__Your assignment__:
Produce an exact copy of all records below.

__Data shown__:
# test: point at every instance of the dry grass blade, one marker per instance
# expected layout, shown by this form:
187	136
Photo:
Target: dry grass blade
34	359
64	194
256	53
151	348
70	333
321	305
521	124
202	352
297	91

__Output below__:
# test: point at every instance of the dry grass blade, one marker per instance
# expected layout, shown by this form:
187	136
Photo:
Target: dry grass blade
34	359
64	194
256	53
151	348
70	333
321	305
521	124
202	352
297	91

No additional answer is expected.